┌─ Task input

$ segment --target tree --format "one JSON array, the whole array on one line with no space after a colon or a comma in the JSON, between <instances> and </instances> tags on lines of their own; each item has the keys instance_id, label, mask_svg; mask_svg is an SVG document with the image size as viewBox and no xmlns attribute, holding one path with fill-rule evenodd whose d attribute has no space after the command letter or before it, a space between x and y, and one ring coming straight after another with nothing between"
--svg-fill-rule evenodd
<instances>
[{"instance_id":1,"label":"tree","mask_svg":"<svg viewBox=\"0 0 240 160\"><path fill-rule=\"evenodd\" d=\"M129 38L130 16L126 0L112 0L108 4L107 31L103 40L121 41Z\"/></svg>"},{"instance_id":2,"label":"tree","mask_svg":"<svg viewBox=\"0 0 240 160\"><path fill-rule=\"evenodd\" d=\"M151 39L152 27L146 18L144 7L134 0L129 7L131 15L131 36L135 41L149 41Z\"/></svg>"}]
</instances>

└─

Write out all of the rows above verbatim, reproducing each line character for character.

> [Solution to the problem]
$ segment --target tree --format "one JSON array, the whole array on one line with no space after a colon or a comma in the JSON, between <instances> and </instances> tags on lines of their own; each item has the keys instance_id, label, mask_svg; mask_svg is an SVG document with the image size as viewBox and no xmlns attribute, holding one path with fill-rule evenodd whose d attribute has no space after the command letter or before it, a space between x and y, and one ring coming straight after another with nothing between"
--svg-fill-rule evenodd
<instances>
[{"instance_id":1,"label":"tree","mask_svg":"<svg viewBox=\"0 0 240 160\"><path fill-rule=\"evenodd\" d=\"M129 38L130 16L126 0L112 0L108 4L107 31L103 40L121 41Z\"/></svg>"},{"instance_id":2,"label":"tree","mask_svg":"<svg viewBox=\"0 0 240 160\"><path fill-rule=\"evenodd\" d=\"M151 39L152 27L146 18L144 7L134 0L129 7L131 15L131 36L135 41L149 41Z\"/></svg>"}]
</instances>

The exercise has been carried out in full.